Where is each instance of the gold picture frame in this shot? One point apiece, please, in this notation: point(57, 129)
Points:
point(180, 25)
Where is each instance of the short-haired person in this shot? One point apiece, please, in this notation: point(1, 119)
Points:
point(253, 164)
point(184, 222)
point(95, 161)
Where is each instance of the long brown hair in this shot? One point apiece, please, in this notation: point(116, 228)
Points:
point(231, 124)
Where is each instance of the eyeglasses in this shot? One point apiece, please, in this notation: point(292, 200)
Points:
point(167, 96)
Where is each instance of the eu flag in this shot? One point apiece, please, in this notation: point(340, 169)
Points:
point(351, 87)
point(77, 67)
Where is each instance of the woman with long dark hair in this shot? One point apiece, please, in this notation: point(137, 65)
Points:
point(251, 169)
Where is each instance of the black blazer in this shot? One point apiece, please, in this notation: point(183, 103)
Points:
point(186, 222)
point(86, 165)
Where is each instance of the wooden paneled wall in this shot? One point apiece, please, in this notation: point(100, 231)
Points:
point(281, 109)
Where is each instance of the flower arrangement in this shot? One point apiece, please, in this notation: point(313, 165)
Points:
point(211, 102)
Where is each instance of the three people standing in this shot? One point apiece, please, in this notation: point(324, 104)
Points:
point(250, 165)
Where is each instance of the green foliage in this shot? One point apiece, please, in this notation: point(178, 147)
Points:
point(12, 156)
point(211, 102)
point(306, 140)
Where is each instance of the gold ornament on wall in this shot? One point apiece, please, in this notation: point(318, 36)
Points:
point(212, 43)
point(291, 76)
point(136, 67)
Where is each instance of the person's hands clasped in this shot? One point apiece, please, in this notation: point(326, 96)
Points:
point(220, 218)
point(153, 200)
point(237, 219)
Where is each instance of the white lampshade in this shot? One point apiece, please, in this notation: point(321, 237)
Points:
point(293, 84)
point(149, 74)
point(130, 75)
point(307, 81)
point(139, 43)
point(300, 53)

--------------------------------

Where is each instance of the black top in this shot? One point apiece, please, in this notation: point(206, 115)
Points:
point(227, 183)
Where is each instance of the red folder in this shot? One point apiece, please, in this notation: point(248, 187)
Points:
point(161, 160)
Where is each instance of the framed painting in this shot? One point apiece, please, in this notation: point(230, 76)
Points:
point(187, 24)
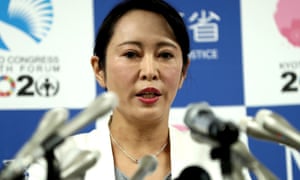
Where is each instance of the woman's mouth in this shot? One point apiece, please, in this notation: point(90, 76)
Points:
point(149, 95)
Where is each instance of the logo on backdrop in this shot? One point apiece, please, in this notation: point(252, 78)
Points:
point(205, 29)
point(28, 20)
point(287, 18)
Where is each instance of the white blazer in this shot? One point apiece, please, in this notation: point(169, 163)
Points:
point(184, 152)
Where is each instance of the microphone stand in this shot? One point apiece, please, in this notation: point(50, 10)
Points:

--------------------------------

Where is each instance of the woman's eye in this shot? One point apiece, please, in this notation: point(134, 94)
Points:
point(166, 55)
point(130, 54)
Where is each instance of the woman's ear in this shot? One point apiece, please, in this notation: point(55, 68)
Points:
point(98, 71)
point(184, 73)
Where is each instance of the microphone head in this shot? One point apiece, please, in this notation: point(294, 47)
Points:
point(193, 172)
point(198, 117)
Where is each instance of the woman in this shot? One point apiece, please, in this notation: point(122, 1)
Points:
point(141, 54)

--------------------------------

What the exercise asks => Give the records above as a numbered list, from the line with "Where is each instance of the black top" to the line with "point(287, 18)", both included, with blank lines and pictures left out.

Written answer =>
1. Where is each instance of the black top in this shot? One point apiece, please, in this notation: point(206, 115)
2. Points:
3. point(227, 183)
4. Where is each instance of the red folder in this shot? One point apiece, please, in this notation: point(248, 187)
5. Points:
6. point(161, 160)
7. Where is each instance of the framed painting in this shot? One point apiece, please, in this notation: point(230, 76)
8. Points:
9. point(187, 24)
10. Where is each instance of the woman's mouth in this shot? One point apiece, please, in this notation: point(90, 76)
11. Points:
12. point(149, 95)
13. Where is each instance of the logo on backdrop in this shot? One point apiece, please, in this notation: point(252, 78)
14. Points:
15. point(205, 29)
16. point(28, 20)
17. point(287, 18)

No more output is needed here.